__Source extract__.
-- Begin --

[External] : Re: Question about circular references

Ron Pressler ron.pressler at oracle.com
Mon Jul 3 22:59:13 UTC 2023


When I said that immutability is not the issue I meant that there can be immutable cyclic graphs — so immutability isn’t the thing preventing them — but you can’t have tuples (and tuples are also immutable) directly represent a cyclic graph (in the reference-following sense). Again, tuples/records can represent arbitrary graphs in the standard mathematical way by representing edges, but not in the direct “OOP” reference-following way.

Put another way, you can have an immutable reference-based representation of a cyclic graph, but not one that’s directly made of records (which are also obviously immutable). Records are simple immutable data, but not every simple immutable data structure is directly representable by records.

Because there can be immutable cyclic graphs I said that it’s not immutability that’s the issue. (Whether or not we can talk of mutable tuples is a separate matter; I would say no, at least not in the most rigorous sense)



> On 3 Jul 2023, at 23:35, David Alayachew <davidalayachew at gmail.com> wrote:
> 
> 
> Hello Ron,
> 
> Thank you for your response!
> 
> > The issue is not immutability
> 
> So let me reiterate what I said to Vicente -- I did not and do not take issue with records being immutable. Immutability is a good thing, and I did not and do not want that to go away.
> 
> > While records represent simple data, not all simple data
> > can and should be directly represented as records.
> > Records are specifically tuples (i.e. product types), and
> > cyclic data structures are not tuples.
> 
> ???
> 
> The dictionary definition of "product type" disagrees with you, correct? Let me post a snippet of the definition here.

-- End --

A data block
-- Begin --

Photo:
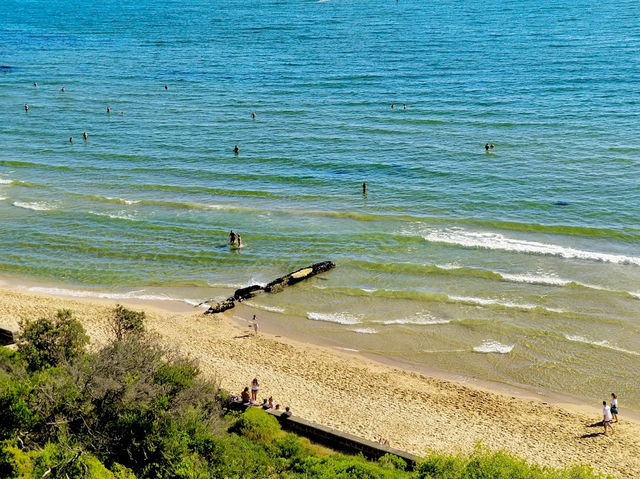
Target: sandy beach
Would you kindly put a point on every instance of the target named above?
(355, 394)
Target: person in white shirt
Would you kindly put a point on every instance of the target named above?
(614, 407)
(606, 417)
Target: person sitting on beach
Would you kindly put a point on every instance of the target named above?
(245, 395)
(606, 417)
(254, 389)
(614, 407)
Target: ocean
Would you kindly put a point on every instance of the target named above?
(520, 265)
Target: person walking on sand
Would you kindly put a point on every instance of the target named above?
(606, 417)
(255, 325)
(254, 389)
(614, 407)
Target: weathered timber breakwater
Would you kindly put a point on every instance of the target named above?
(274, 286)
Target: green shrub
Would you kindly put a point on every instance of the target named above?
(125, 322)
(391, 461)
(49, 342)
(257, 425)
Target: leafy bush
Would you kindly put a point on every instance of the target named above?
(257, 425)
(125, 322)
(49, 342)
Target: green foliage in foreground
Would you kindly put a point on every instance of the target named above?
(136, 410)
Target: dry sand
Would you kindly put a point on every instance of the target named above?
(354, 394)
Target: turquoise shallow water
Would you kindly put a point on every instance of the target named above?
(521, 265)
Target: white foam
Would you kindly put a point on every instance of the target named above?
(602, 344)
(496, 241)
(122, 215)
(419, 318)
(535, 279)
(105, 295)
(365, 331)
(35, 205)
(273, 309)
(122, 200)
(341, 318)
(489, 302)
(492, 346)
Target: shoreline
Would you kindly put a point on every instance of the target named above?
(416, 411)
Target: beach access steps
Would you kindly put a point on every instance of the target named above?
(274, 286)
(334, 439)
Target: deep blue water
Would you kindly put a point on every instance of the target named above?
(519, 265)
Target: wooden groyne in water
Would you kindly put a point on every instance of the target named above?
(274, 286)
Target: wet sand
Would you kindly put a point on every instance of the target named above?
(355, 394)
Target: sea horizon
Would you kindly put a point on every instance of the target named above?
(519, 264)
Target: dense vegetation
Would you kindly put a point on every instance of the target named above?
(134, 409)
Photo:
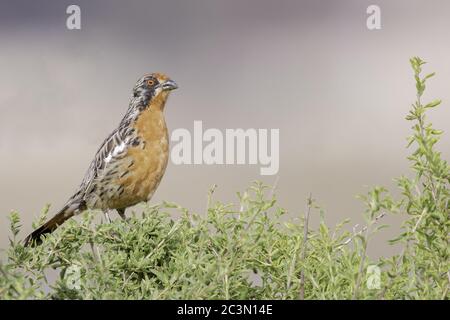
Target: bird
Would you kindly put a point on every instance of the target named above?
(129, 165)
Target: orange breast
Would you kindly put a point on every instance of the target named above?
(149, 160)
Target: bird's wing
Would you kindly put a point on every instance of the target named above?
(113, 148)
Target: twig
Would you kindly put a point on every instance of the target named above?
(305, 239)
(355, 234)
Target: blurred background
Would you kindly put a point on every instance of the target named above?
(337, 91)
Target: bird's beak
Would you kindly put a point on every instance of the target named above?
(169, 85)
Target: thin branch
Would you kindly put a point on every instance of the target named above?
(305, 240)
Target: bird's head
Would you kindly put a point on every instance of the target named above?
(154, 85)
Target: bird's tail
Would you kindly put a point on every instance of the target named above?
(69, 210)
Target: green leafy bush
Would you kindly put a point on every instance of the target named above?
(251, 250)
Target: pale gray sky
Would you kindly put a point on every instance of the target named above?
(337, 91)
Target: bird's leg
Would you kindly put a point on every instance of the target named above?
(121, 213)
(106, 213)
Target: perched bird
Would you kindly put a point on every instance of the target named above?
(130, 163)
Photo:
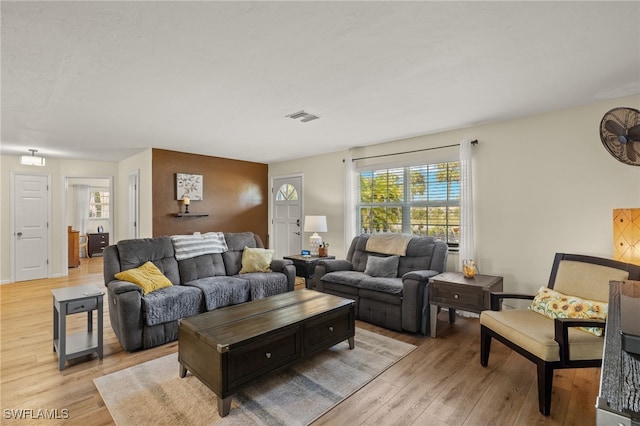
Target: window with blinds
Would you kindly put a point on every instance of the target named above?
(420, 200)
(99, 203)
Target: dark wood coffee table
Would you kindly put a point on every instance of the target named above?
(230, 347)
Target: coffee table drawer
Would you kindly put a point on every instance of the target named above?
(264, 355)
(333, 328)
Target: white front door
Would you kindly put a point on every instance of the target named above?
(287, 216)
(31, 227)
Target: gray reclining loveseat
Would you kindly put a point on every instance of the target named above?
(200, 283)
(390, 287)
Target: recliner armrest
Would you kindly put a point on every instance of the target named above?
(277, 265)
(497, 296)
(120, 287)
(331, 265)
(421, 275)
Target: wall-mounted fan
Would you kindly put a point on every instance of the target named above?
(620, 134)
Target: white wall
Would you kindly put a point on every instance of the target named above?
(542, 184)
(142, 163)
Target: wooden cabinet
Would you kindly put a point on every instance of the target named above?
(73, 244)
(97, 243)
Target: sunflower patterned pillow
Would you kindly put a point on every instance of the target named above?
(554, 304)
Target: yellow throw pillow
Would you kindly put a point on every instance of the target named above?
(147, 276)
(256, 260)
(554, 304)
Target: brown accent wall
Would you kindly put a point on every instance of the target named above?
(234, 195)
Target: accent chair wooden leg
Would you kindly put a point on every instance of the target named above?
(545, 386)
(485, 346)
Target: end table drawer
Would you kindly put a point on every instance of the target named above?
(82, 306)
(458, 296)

-- End --

__List of tasks__.
1 > How would you render this sentence from the email on circular references into Spanish: "Records are simple immutable data, but not every simple immutable data structure is directly representable by records."?
2 > Can you sum up the email on circular references in two sentences?
3 > Could you extend the email on circular references, picking up after its final sentence?

__Answer list__.
1 > Los registros son datos inmutables simples, pero no toda estructura de datos inmutable simple puede representarse directamente mediante registros.

2 > Ron Pressler explains that immutability is not what stands in the way, since immutable cyclic graphs can exist, but that records, being tuples, cannot directly represent a cyclic graph by following references, only by representing its edges. In the quoted message, David Alayachew says he has no objection to records being immutable and disputes the claim that cyclic data structures are not tuples, pointing to the dictionary definition of "product type."

3 >
> 
> "In programming languages and type theory, a product of types is another, compounded, type in a structure. The "operands" of the product are types, and the structure of a product type is determined by the fixed order of the operands in the product. An instance of a product type retains the fixed order, but otherwise MAY CONTAIN ALL POSSIBLE INSTANCES OF ITS PRIMITIVE DATA TYPES."
> 
> "If there are only two component types, it can be called a "pair type". For example, if two component types A and B are THE SET OF ALL POSSIBLE VALUES OF THAT TYPE, the product type written A × B contains elements that are pairs (a,b), where "a" and "b" are instances of A and B respectively."
> 
> Am I misreading this? Because even after multiple readings of it, the definition seems clear, obvious, and in direct contradiction to what you are saying. What am I missing here?
> 
> > The issue is[...]that tuples do not
> > represent cyclic data, at least not directly 
> 
> Again, I am struggling to see where you pulling this logic and definition from. It seems counter to what everyone else calls a product type or a tuple.
> 
> Here is another snippet.
> 
> "In type theory a product type of two types A and B is the type whose terms are ordered pairs (a,b) with a:A and b:B."
> 
> "In a model of the type theory in categorical semantics, this is a product. In set theory, it is a CARTESIAN PRODUCT. In dependent type theory, it is a special case of a dependent sum."
> 
> Help me out here.
> 
> Thank you for your time!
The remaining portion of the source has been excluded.